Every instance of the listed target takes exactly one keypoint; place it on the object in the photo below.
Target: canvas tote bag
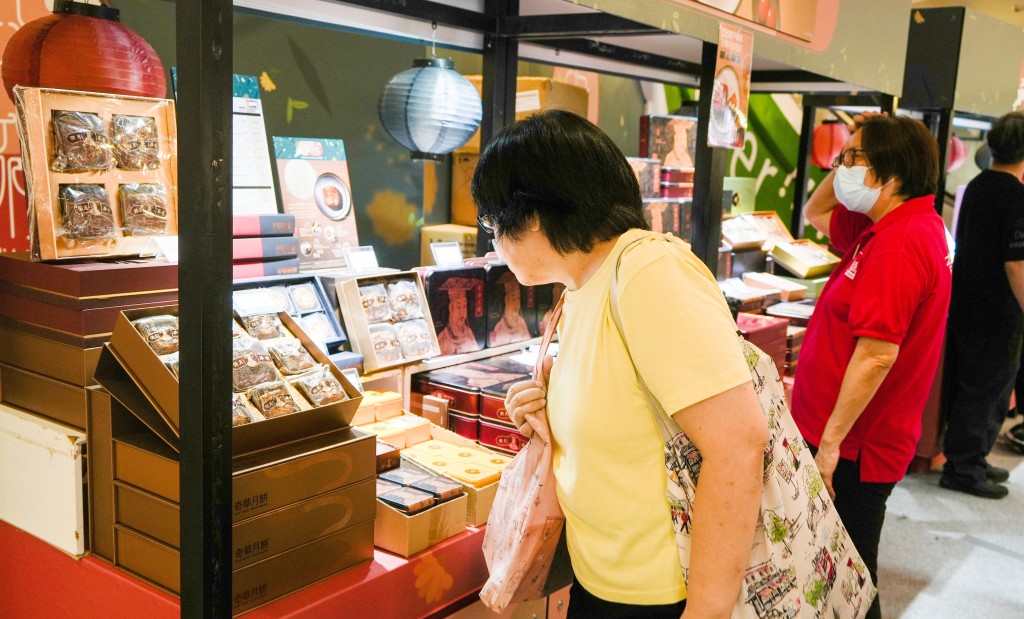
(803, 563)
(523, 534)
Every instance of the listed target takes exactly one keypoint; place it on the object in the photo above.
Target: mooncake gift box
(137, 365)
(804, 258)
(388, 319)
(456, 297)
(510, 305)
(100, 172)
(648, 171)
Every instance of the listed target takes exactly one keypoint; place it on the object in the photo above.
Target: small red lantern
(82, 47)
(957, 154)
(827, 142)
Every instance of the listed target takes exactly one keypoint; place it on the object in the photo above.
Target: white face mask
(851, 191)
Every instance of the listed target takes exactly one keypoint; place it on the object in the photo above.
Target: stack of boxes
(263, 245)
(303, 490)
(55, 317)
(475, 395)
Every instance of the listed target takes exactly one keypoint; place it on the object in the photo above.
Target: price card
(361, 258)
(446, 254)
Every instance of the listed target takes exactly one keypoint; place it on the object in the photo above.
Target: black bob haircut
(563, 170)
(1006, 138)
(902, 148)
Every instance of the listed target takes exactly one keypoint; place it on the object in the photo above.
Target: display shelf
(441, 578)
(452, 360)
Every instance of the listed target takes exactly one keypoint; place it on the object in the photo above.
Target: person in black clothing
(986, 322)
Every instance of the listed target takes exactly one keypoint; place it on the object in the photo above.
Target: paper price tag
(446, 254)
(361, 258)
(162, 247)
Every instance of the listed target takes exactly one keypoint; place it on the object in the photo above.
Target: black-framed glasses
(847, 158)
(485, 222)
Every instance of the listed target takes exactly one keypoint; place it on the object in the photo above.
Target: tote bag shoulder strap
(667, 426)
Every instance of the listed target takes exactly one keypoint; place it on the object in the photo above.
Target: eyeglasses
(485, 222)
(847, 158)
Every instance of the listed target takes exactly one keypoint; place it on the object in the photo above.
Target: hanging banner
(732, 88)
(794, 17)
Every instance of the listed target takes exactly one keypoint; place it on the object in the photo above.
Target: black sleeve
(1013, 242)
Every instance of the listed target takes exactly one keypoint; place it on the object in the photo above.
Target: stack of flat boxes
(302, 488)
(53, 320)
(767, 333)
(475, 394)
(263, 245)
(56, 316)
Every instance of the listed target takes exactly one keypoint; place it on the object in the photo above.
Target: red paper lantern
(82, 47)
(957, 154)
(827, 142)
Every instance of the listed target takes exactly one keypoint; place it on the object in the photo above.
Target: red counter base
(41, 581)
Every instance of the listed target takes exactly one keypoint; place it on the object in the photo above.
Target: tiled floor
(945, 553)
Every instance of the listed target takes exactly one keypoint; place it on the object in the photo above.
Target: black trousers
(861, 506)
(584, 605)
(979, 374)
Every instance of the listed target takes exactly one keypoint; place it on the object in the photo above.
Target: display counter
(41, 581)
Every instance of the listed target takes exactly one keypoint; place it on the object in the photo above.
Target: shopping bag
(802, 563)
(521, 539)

About this task:
What is needed is an exact copy of the line containing "Target: eyeglasses" and each line after it, through the final line of the entries above.

Exercise answer:
Target: eyeglasses
(485, 222)
(847, 158)
Every instance of the listed target takes exactly one keypoint; place it on the object in the photo above.
Target: hanging banner
(732, 88)
(794, 17)
Every instance of the listed target takes exactly one keypoint; place it on the object in the photo above.
Target: black sleeve
(1013, 242)
Every instance of the listed target takes exactly one keypoint; place it on the object in the photo above.
Target: stack of flat boxes
(302, 488)
(53, 320)
(767, 333)
(475, 394)
(263, 245)
(56, 316)
Every instance of the listed target takes exactly one keypoint; place it on the object in the photo above.
Target: red paper lantern
(82, 47)
(957, 154)
(827, 142)
Every instance of the listed target takes exactly one keypoint; place it on the object in the photo above.
Target: red counter base
(41, 581)
Every instance of the listed target takes exactly one keypoint; place it on the object in the photo above.
Target: tiled floor
(945, 553)
Every instance of the listed target takes exactly one keypoint; place it on the object in the photo above.
Target: black trousers
(861, 506)
(584, 605)
(979, 374)
Every instance of the listed target takes exactly one keypoint; place it on the object in the photo above.
Target: display counter
(41, 581)
Every instance of the listed target takes exactly one keypoint; place it on the object in the photo above.
Target: shopping bag
(802, 563)
(521, 539)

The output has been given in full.